▶ Exercise directions: Could you give the rows from the start up to and including the line with "<point>991,348</point>" as a Markdown table, with a Row column for each line's number and a Line column for its text, skipping any blank lines?

▶ Supplied material:
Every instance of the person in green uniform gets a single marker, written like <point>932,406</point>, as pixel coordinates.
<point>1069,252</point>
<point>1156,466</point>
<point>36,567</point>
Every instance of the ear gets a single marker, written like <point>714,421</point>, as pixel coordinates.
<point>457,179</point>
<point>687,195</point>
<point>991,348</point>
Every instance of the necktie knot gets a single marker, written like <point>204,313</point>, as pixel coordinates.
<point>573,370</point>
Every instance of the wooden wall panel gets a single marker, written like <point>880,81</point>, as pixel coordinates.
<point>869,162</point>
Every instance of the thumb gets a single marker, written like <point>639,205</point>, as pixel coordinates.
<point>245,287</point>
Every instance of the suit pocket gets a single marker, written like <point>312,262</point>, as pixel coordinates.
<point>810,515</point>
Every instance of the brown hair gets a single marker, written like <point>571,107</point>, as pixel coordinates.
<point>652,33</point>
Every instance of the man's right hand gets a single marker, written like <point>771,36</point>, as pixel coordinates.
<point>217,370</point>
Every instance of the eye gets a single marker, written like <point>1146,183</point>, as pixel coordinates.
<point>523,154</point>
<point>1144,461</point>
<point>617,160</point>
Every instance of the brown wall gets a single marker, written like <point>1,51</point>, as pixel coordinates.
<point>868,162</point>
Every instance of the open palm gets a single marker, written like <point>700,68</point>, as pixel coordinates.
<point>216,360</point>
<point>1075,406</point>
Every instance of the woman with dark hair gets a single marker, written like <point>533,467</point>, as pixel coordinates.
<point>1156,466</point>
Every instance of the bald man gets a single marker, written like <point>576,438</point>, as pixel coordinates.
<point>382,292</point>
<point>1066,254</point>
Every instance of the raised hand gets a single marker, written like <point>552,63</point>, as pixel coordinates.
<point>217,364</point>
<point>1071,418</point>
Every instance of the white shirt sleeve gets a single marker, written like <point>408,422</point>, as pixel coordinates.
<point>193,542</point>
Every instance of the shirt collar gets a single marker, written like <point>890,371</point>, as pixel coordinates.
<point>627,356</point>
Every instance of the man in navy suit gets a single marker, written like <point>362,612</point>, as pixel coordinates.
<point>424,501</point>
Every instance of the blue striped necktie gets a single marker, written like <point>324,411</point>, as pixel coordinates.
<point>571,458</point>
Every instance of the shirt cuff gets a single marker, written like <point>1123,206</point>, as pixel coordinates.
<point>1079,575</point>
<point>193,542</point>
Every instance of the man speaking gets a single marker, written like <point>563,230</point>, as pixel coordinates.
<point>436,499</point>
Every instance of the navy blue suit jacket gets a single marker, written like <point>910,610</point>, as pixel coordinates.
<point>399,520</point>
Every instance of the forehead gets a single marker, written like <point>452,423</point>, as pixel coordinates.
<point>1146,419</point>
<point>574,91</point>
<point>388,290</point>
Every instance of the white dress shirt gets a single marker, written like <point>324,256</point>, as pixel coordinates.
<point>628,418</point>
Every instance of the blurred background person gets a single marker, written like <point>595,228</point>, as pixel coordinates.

▶ Correct answer:
| Row | Line |
|---|---|
| 1 | Every instance of the person in green uniform gets a single marker, written like <point>932,406</point>, as pixel coordinates. |
| 2 | <point>1069,252</point> |
| 3 | <point>1156,466</point> |
| 4 | <point>36,567</point> |
| 5 | Every instance of the ear gets a single marker, written like <point>714,421</point>, as pixel coordinates. |
| 6 | <point>457,179</point> |
| 7 | <point>687,195</point> |
| 8 | <point>991,348</point> |